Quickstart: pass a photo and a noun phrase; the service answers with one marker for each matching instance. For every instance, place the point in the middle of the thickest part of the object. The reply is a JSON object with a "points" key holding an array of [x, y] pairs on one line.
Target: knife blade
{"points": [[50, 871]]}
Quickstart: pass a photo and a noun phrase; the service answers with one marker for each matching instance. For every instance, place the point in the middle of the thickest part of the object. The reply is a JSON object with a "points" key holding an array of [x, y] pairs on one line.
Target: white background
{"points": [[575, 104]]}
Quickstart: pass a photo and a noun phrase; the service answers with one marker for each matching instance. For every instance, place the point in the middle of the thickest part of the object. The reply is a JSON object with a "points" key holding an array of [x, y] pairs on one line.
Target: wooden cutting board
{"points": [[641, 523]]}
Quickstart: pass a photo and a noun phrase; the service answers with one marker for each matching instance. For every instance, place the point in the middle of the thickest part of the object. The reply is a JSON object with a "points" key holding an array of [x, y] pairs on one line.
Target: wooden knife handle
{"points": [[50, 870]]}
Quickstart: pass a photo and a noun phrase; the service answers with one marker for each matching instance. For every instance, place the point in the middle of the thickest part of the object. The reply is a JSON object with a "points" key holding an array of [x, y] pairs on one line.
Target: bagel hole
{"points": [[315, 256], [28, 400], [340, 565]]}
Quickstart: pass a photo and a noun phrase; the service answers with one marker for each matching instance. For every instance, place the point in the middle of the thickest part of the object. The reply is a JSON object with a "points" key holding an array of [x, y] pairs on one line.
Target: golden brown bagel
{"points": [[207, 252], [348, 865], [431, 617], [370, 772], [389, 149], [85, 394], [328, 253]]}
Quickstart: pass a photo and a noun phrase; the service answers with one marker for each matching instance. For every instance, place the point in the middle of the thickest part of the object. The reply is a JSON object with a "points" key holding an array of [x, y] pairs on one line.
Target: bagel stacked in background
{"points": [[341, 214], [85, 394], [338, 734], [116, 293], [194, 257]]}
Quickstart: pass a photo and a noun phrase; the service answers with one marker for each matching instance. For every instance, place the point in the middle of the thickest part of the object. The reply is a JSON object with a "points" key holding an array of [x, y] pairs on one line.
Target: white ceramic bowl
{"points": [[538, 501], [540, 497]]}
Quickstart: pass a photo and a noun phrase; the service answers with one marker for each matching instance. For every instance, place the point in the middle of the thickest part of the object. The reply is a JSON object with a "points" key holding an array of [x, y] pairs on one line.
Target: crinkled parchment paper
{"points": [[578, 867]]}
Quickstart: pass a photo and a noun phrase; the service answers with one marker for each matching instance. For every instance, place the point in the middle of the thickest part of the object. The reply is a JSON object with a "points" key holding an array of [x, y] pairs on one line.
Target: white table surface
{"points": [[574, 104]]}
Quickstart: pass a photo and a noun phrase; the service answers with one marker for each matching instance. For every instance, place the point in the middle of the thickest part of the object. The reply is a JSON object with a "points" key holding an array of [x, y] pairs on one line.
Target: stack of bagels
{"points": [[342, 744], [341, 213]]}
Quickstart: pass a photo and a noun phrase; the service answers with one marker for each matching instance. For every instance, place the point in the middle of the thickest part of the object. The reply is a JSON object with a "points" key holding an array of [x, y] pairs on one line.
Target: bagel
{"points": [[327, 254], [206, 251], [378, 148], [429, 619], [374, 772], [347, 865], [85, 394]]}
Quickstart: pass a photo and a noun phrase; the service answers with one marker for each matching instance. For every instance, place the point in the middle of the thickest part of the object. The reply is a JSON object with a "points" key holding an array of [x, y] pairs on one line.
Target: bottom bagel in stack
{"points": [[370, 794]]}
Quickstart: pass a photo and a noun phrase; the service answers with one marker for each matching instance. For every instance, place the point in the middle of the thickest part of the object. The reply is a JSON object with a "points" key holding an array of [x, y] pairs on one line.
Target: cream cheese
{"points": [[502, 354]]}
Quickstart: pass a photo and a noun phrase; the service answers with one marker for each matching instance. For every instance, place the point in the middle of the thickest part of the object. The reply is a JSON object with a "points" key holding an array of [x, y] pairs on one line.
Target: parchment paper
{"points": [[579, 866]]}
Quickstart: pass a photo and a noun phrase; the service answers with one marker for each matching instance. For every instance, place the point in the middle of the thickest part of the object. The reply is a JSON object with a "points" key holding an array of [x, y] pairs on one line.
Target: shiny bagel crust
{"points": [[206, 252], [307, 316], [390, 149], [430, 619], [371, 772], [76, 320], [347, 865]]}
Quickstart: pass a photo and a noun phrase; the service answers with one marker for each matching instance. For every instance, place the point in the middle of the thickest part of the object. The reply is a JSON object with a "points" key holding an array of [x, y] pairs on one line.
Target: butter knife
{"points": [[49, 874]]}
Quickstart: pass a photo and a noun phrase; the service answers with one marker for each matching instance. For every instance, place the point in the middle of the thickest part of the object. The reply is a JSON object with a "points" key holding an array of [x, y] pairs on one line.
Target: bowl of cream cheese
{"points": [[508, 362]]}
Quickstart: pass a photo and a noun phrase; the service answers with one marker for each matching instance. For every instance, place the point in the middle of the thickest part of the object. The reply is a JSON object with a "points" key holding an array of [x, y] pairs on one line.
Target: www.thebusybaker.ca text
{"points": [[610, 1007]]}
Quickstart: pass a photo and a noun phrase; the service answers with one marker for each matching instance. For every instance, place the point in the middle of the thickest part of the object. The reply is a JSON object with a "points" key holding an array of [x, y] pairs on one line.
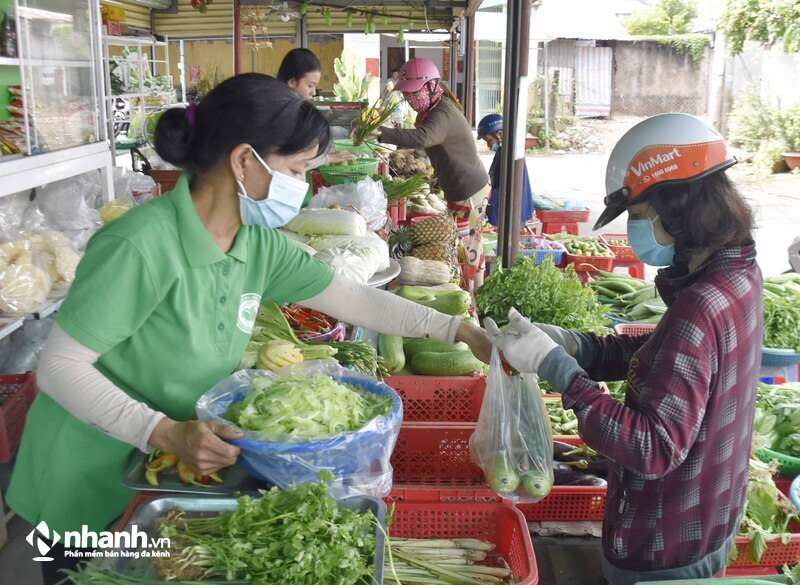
══════════
What is needed is an exact repeat of every entry above, with the pictures left out.

Quickstart: pass a photo and a noun phrase; the service answers with one marker for each matching instance. For every instance, place the point in the middle of the thickest part of the object. The reply is a JSON object with a "points" key holding an array of [x, y] pairs on one line.
Target: knife blade
{"points": [[50, 871]]}
Quickstart: pass a photo and a noun phrase; the service answers with one marker for each matching instance. For every instance, place the point in the middle of the thickest part of the object. The reply is a JSON object with a "points" key holding an array of [x, y] pairs on one line.
Target: white background
{"points": [[575, 104]]}
Quickstart: pass a photo and a noun phrase; the service answers with one marker for each matching instance. For every instance, place the point in the middle of the thickest part of the object. The reply is a JSON object with a "points" key holding an array of [x, y] pairs on one line.
Target: wooden cutting board
{"points": [[641, 523]]}
Quickstart: pass a photo and a noun phrase; the service answers with one marker for each matching instance. For every instance, place the point in the middle of the thickest part of the object. The reply is a JSON object with a "points" key holding an array of [x, y] pairs on one line.
Target: wooden knife handle
{"points": [[50, 870]]}
Quickstart: pass a photo and a noun phrase; the service answers with one marker for each matching instance. For every instance, place the point in the middle of the thickest part of the object. The reply is a JSON object with a "points" key holding an array of [x, y] pairs on one line.
Target: bagel hole
{"points": [[315, 256], [28, 400], [340, 565]]}
Quickstart: pass a photo and a noun phrase; the service answers with one marker for each matching instance. For every instance, place the point in the middle of the thickest part of the object. The reply is a JSON object with a "points" key holding an array of [x, y] pairs on one line.
Target: golden brown bagel
{"points": [[207, 252], [348, 865], [431, 617], [370, 772], [389, 149], [85, 394], [328, 253]]}
Quickstart: pass a photo and a noun phrase; the service answers with one marker for each matching instance. For every instance, place the point in the middle of the thickest part of the object. The reply is a JSON object with a "points" key holding an array of [x, y] pairs on one line.
Target: bagel stacked in background
{"points": [[341, 214], [85, 394], [338, 734], [116, 293], [194, 257]]}
Quickstart: pass a photo and a noun phrase; the service answers with one marker for each matching instance. For every instance, place the point in the middle of the thickest part of the object. The reply is a JSON object with a "points" key holding an array of [x, y] pairs on one line.
Target: white ceramic bowl
{"points": [[538, 501], [540, 497]]}
Quickstart: pass a photo and a noun phrase; the service answers with one marker for each matching instance. For every instance, place the point in the middle of the thickest part of the object. The reply is a JSON object with a "points" key holding an array of [x, y] pairs on one line.
Target: crinkled parchment paper
{"points": [[578, 867]]}
Quickstart: pass a photo and a noun phrase; the service answers with one marker for each matching instance. For every instance, place the point in the middle of the thickest part of the object. The reply is a JSON object with a "points" key holding an array of [x, y] pairs on one line.
Target: white table surface
{"points": [[574, 104]]}
Quickstart: pass a photo and a noun phrase; the service answers with one marker for each matching instance. For every instance, place the point in the middle of the thickest part of the object. The reply is a JSON object with a "points" key holding an array of [x, y] pairs on one line.
Target: stack of bagels
{"points": [[342, 744], [341, 213]]}
Quickstart: pass a photo and a noun phrase; the service answers with one marker for each matching instance. For every instance, place the point in the middle of the thickest part of the object. The reply is a JSON object with a "points" key holding an array of [x, y] pairs on one line.
Target: bagel
{"points": [[327, 254], [206, 251], [378, 148], [429, 619], [374, 772], [347, 865], [85, 394]]}
Quickstart: pass a photo and a noun phrase; the service answers with one marker for each matching instance. For every instance, place the point in the middle of the thickest part of the object. The reply is a JSON object with a "points" key holding an array of [x, y] pairs on one line.
Target: bottom bagel in stack
{"points": [[370, 794]]}
Quickstart: pass a photo and a noun phrase; the service answers with one marker for each matching instance. For every instance, place the point in the middle of the thickest part of the object. The reply is a JSON object with a "points" key holding an array of [x, y] pairs on one line.
Target: cream cheese
{"points": [[502, 354]]}
Quickstart: pass a photo and a noun phrase; the service answers with one marker for each matching instance. For every instance, place the point in the middle of the thickest part of the object. The reply is a JSON object with a "points" key holding an array of [x, y] pairs on one line.
Target: parchment paper
{"points": [[579, 866]]}
Quickstart: pass a photo and a noun phrase; the service answers with one marker for each matching instance. For every instance, place the point in the middle of the thickest part of the object. The reply is a JSON object with a "points" key holding an array of [x, y] pairs on one line.
Target: shiny bagel crust
{"points": [[206, 252], [307, 316], [390, 149], [430, 619], [371, 772], [76, 320], [347, 865]]}
Quickstart: pass a photo and a noun phrase; the service answers with one marker for each matching instance. For every instance, place the point in the middle of the thickest part of the object. The reply is a JSON object with a "points" key holding an array of [x, y] pairs on one line.
Target: butter knife
{"points": [[49, 874]]}
Quickstart: pass a photo and a noun phrase; the service answers with one marker for each matching instance. For every instance, place the point in the middle of the thickest part of the object. The reply is a JSON object with a "points" key holding an array of [x, y] pairs on one line.
Target: bowl of cream cheese
{"points": [[508, 362]]}
Quickstart: pass a photo and a noun phrase; the service answers with one marker for each matching instance. For every instance, place the point in the middle of the thickest part of the object. The reply is a JSON object with a "points" key holding an array of [x, y] pairs on one line.
Target: www.thebusybaker.ca text
{"points": [[610, 1007]]}
Quickstart: pass a photo and a noun phrase; the service answers with one marker for each matching instance. For every instance, place the point in the middle of the thickest part of the object. The reply is a JSON object with a "points" key holding an array of [x, y] pairs on one line.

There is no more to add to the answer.